- _Task objective_:
For the material below, output exactly the span from the line with "positive clicks: (940, 848) (567, 176)" to the line with "negative clicks: (375, 160) (335, 247)", including both, and nothing besides.

- _Exercise inputs_:
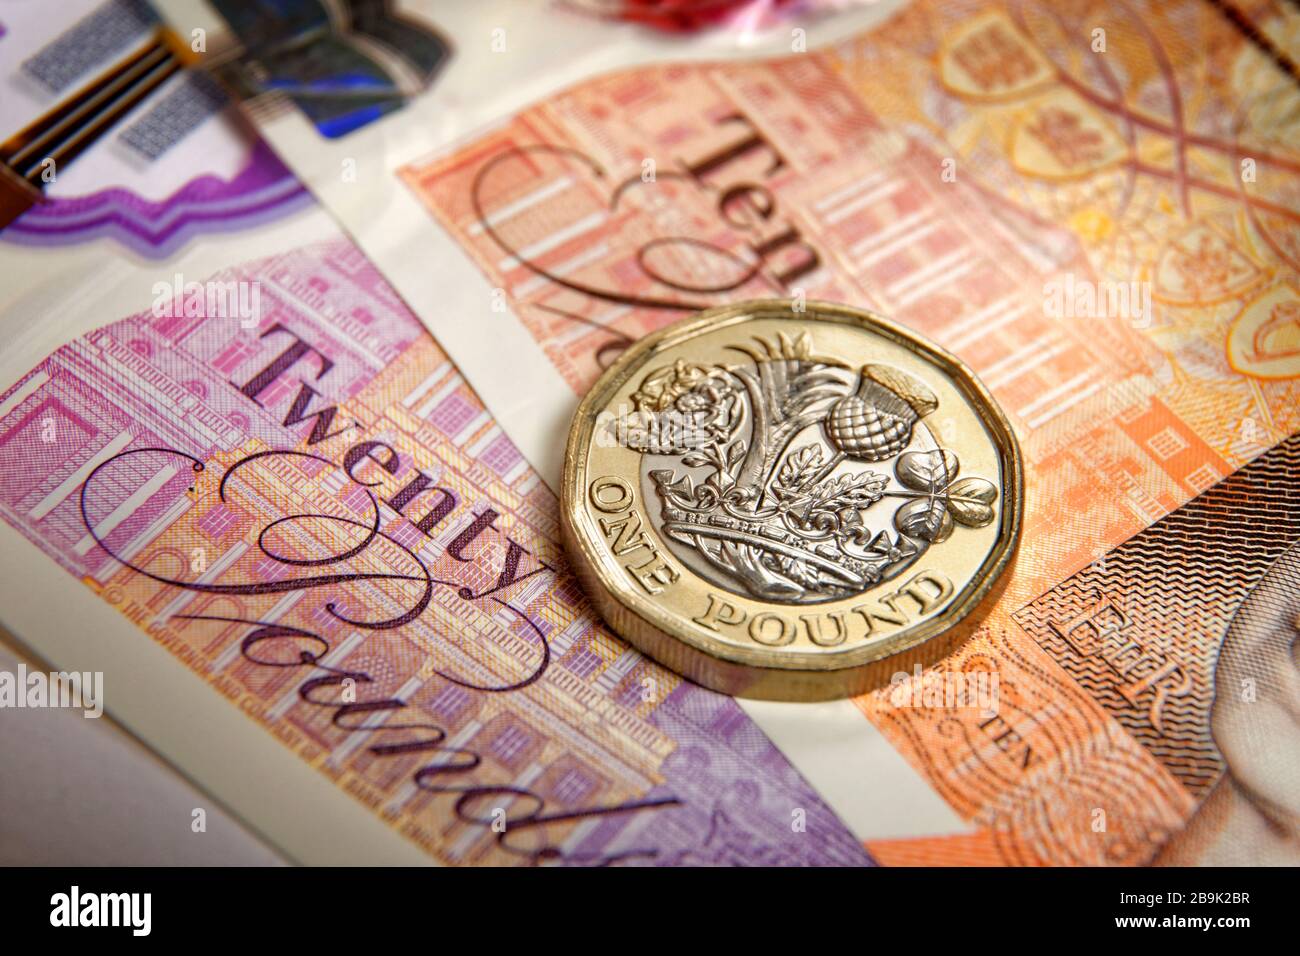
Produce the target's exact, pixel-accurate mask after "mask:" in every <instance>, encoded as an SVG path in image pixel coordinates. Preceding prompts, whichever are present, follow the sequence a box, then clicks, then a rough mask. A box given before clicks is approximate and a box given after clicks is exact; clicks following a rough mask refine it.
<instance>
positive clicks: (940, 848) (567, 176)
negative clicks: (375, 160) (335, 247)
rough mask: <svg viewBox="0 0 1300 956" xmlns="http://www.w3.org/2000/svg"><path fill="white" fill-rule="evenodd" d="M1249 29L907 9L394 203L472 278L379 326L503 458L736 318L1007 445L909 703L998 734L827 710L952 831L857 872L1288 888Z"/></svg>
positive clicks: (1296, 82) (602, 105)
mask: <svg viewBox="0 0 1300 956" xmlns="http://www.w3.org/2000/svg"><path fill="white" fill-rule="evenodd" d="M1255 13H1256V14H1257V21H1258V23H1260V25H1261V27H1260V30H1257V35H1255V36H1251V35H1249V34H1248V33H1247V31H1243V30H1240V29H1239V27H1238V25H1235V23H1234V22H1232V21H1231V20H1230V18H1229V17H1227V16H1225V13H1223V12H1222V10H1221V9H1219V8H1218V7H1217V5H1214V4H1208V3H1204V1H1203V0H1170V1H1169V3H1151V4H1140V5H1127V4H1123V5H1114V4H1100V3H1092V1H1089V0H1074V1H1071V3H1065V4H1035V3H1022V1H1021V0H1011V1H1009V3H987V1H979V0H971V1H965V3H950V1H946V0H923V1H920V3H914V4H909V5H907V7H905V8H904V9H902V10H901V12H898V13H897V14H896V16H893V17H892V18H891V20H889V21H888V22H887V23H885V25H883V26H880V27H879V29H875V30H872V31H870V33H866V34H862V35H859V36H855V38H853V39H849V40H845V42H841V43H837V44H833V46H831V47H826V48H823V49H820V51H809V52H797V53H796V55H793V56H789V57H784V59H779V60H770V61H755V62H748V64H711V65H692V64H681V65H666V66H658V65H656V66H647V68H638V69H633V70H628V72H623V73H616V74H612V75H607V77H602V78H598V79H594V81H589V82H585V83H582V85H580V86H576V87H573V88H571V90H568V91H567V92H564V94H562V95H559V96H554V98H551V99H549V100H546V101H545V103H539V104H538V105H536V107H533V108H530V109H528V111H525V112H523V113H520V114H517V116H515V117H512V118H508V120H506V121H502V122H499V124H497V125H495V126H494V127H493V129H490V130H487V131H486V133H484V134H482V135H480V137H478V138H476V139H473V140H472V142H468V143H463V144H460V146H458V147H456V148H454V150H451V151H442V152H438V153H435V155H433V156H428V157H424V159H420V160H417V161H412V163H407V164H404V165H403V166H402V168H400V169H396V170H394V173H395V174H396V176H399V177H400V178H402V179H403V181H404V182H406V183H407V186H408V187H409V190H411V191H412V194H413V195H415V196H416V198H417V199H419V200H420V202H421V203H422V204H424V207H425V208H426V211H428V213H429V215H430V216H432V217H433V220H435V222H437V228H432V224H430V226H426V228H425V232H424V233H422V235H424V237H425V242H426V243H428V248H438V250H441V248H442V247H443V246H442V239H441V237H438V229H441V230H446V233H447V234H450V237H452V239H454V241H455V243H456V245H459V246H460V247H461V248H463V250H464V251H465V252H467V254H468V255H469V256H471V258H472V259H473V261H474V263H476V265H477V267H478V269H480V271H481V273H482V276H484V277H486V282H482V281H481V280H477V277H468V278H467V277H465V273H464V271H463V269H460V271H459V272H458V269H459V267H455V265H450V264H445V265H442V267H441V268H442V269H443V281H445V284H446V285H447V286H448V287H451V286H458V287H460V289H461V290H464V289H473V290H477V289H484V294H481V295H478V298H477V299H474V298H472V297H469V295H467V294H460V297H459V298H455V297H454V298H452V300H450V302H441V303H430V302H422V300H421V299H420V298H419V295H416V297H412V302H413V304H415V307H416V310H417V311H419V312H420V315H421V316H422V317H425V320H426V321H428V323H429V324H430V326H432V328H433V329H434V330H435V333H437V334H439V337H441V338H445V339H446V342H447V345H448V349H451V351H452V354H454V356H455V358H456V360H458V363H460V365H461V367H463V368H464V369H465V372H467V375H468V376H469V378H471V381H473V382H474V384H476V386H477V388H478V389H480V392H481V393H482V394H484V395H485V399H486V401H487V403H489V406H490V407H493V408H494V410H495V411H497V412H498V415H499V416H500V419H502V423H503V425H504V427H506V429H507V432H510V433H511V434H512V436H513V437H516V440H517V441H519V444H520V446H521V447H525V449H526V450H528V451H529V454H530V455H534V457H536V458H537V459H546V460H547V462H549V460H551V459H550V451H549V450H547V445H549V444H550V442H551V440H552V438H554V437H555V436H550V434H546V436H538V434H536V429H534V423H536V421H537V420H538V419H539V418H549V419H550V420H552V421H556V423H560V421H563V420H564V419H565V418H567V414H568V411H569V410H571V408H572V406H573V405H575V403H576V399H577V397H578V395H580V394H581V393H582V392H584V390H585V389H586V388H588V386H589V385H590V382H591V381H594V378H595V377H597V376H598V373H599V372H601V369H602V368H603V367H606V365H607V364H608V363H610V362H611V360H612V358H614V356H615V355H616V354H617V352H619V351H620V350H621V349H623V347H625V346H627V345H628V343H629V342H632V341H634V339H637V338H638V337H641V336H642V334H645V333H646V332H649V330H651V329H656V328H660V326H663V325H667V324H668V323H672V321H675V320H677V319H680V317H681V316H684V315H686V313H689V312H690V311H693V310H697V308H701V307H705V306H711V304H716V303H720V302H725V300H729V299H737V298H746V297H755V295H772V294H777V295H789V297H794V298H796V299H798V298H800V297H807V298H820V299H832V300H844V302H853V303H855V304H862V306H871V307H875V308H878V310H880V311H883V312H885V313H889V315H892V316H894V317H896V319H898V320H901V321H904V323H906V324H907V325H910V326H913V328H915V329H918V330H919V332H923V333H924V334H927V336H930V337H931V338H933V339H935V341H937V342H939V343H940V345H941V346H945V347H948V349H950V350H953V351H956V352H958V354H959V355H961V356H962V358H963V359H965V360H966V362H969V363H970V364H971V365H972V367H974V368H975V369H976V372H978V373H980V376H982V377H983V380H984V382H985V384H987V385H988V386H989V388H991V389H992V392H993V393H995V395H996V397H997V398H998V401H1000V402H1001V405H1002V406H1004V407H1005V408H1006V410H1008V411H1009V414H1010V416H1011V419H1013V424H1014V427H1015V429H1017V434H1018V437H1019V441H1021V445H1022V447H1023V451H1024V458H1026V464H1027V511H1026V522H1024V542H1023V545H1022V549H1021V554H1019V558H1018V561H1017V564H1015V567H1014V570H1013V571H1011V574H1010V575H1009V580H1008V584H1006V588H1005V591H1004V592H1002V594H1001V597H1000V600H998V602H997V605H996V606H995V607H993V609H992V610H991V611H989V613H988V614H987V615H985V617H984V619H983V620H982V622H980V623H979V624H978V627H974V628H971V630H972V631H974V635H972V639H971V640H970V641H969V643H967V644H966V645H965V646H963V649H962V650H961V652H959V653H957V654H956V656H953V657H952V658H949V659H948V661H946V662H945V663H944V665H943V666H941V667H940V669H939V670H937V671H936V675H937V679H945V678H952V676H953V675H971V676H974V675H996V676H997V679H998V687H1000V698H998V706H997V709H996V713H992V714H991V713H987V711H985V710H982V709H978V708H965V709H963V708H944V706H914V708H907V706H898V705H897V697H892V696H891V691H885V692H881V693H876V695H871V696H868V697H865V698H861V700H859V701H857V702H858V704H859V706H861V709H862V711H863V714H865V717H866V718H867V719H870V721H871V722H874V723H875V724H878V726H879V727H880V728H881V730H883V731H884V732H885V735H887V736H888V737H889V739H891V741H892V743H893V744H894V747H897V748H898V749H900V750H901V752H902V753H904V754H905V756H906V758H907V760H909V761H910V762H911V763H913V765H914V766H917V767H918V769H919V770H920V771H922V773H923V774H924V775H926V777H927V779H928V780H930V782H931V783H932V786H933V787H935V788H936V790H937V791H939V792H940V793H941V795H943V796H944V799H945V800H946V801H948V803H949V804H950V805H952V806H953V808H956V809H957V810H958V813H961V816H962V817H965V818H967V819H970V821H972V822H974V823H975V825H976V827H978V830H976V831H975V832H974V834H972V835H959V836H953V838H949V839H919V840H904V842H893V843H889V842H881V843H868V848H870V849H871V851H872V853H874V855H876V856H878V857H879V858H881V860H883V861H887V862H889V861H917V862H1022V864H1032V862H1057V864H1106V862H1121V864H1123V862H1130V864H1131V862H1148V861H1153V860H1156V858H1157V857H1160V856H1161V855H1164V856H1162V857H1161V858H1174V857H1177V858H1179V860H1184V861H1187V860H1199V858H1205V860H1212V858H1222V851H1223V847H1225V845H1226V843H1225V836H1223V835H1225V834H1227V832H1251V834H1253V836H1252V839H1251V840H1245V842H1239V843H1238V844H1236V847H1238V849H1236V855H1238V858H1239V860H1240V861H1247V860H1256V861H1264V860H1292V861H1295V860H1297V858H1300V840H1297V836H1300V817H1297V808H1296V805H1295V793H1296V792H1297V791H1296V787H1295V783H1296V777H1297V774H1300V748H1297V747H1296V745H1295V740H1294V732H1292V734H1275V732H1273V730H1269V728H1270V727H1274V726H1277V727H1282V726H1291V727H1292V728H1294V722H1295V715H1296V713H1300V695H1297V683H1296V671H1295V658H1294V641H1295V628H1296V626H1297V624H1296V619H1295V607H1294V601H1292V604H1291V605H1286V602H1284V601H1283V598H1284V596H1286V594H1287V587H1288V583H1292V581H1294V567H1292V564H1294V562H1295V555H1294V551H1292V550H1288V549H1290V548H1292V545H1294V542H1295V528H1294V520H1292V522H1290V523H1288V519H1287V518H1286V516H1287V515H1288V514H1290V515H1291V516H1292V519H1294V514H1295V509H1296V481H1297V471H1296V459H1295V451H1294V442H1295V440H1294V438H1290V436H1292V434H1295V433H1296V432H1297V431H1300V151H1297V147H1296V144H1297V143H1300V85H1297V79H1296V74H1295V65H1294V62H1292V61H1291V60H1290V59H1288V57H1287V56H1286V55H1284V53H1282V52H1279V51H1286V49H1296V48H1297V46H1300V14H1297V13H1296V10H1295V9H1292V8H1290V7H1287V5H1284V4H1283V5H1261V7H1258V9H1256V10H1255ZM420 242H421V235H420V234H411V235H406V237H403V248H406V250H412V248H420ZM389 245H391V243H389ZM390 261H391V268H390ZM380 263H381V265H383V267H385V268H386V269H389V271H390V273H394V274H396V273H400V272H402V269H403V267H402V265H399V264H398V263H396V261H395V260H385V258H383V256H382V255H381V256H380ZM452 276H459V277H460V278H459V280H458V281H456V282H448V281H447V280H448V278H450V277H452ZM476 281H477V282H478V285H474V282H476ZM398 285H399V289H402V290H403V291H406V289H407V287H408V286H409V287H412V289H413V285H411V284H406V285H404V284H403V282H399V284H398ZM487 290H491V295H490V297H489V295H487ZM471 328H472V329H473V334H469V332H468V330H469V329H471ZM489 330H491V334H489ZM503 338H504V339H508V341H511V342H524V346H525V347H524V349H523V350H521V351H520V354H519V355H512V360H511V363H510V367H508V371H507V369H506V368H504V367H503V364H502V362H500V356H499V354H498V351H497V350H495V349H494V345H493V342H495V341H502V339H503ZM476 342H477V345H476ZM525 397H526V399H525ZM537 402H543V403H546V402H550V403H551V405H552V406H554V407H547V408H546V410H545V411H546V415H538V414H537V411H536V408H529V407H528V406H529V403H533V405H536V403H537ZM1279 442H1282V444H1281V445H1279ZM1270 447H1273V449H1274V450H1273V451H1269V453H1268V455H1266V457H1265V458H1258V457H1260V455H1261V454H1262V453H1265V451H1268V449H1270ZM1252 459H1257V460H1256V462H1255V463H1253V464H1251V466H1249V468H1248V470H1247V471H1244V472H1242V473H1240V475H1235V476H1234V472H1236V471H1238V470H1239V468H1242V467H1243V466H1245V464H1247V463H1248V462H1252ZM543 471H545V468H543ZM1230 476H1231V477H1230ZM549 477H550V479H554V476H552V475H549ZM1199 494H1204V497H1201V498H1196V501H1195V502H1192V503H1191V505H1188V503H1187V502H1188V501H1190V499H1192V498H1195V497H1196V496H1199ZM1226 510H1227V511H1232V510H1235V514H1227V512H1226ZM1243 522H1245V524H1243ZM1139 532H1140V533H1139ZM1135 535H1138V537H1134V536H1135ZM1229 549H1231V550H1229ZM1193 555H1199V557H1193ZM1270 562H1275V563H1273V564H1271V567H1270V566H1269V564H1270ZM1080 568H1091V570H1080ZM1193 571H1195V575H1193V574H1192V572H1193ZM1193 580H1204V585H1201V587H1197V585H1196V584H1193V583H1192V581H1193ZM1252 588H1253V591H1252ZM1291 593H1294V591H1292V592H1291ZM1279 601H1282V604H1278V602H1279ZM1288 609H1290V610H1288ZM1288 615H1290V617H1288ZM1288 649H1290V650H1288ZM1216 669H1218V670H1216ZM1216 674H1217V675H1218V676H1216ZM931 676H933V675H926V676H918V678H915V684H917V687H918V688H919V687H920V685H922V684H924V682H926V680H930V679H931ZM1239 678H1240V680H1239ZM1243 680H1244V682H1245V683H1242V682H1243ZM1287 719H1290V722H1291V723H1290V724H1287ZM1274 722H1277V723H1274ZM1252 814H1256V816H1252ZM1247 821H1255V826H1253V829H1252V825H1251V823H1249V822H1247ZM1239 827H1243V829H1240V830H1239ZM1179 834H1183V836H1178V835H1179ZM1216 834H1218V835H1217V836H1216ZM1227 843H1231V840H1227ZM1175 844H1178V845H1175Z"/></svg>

- _Result_:
positive clicks: (940, 848) (567, 176)
negative clicks: (375, 160) (335, 247)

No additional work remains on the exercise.